◆ **Tarea a realizar**
Prosigue el fragmento sobre los derechos humanos y el universalismo de mezclas a partir de donde termina.

◆ **Fragmento proporcionado**
--- --- ---
Para que los derechos humanos puedan ser el sueño colectivo de toda la humanidad y dar cuenta de la pluralidad de experiencias humanas, es necesario que «nosotros los pueblos», parafraseando el Preámbulo de la Carta de Naciones Unidas (1945), seamos los protagonistas de las políticas cosmopolitas de los derechos humanos. La principal contribución de los pueblos a la cultura de los derechos humanos es su lucha por la dignidad y la diversidad humanas en sus múltiples versiones y lenguajes, que es, en el fondo, la lucha por la justicia social y cognitiva. A través de ella, el universalismo europeo proyectado por la racionalidad indolente sobre los derechos humanos podría ser substituido por un «universalismo universal» (Wallerstein, 2007:13) o, si se prefiere, un «universalismo de contrastes, de entrecruzamientos, de mezclas» (Herrera Flores, 2000:77). A diferencia del universalismo europeo, el universalismo de mezclas está construido desde la solidaridad liberadora, aquella recíproca e interdependiente que genera elementos para la participación conjunta a partir de la cual escuchar la voz del otro, descolonizar los derechos humanos y trenzar, en consecuencia, lazos multicolores para diseñar futuros compartidos más justos y democráticos.


Pie de página

3Tomo el concepto de «campo» de cuerpo teórico del sociólogo francés Pierre Bourdieu. Se trata de un concepto referido a un espacio históricamente constituido, estructurado y relativamente autónomo de relaciones sociales de fuerza en el que compiten agentes o instituciones con intereses y posturas enfrentadas a fin de imponer el dominio de sus categorías de sentido y representación. Es, por tanto, un espacio social de disputa simbólica y relaciones de poder.
--- --- ---
◆ **Datos mostrados**
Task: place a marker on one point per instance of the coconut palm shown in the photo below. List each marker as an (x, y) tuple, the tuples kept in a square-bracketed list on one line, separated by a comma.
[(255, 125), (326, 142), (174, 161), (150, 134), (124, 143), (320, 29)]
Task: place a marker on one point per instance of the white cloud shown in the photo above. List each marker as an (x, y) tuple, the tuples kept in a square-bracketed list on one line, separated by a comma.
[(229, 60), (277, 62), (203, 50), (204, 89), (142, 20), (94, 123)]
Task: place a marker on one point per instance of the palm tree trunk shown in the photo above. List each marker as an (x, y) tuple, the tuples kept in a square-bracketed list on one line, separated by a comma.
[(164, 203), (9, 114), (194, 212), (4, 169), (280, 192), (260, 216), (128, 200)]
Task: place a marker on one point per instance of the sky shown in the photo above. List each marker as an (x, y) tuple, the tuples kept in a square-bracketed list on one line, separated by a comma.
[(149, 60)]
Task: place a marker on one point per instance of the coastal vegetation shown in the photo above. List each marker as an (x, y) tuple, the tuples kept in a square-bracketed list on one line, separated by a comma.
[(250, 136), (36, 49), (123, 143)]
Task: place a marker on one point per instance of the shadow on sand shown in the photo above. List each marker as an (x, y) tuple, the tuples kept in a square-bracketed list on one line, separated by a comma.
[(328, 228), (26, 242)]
--- --- ---
◆ **Respuesta**
4Un tratamiento exhaustivo de los conceptos de «hegemonía» y «contrahegemonía» requeriría hacer una génesis de estas nociones en la historia de la filosofía política occidental, desde las formulaciones originales de Lenin y Gramsci hasta las de teóricos contemporáneos. Dado que esta empresa supera los objetivos de este trabajo, me limitaré a decir que la hegemonía, tal y como la tematizó Gramsci, engloba aspectos económicos, ideológicos, políticos, culturales y morales. Se trata del liderazgo o la dominación cultural e ideológica de un grupo social sobre otro. La contrahegemonía, por su parte, en términos generales, hace referencia a una colectividad heterogénea de individuos y grupos sociales con un cierto grado de organización que lucha por transformar o alterar en clave liberadora las estructuras sociales dominantes. El hecho de hablar de contrahegemonía, como su nombre indica, señala que ésta no es una mera hegemonía alternativa, sino la respuesta de una colectivo subalterno que expresa su oposición a la hegemonía existente mediante un proyecto social diferente que aspira a convertirse en hegemónico, abriendo espacio a nuevas visiones del mundo.
5Aunque el capítulo VII de la Carta de la ONU no ofrece una definición legal y explícita de este concepto, cabe diferenciarlo de otros con los que podría confundirse, como asistencia humanitaria o auxilio humanitario. Así, mientras que estos últimos son utilizados para referirse a algún tipo de operación no militar, como el envío de medicación o alimentos a zonas en crisis, la intervención humanitaria, en la teoría de las relaciones internacionales suele entenderse, en términos generales, como aquel tipo de acción directa que, con el objetivo declarado de cesar o prevenir graves violaciones de derechos humanos, implica el uso de la fuerza armada o medios coercitivos por parte de un Estado o grupos de Estados más allá de sus fronteras territoriales y sin el permiso del Estado cuyo territorio es objeto de la intervención.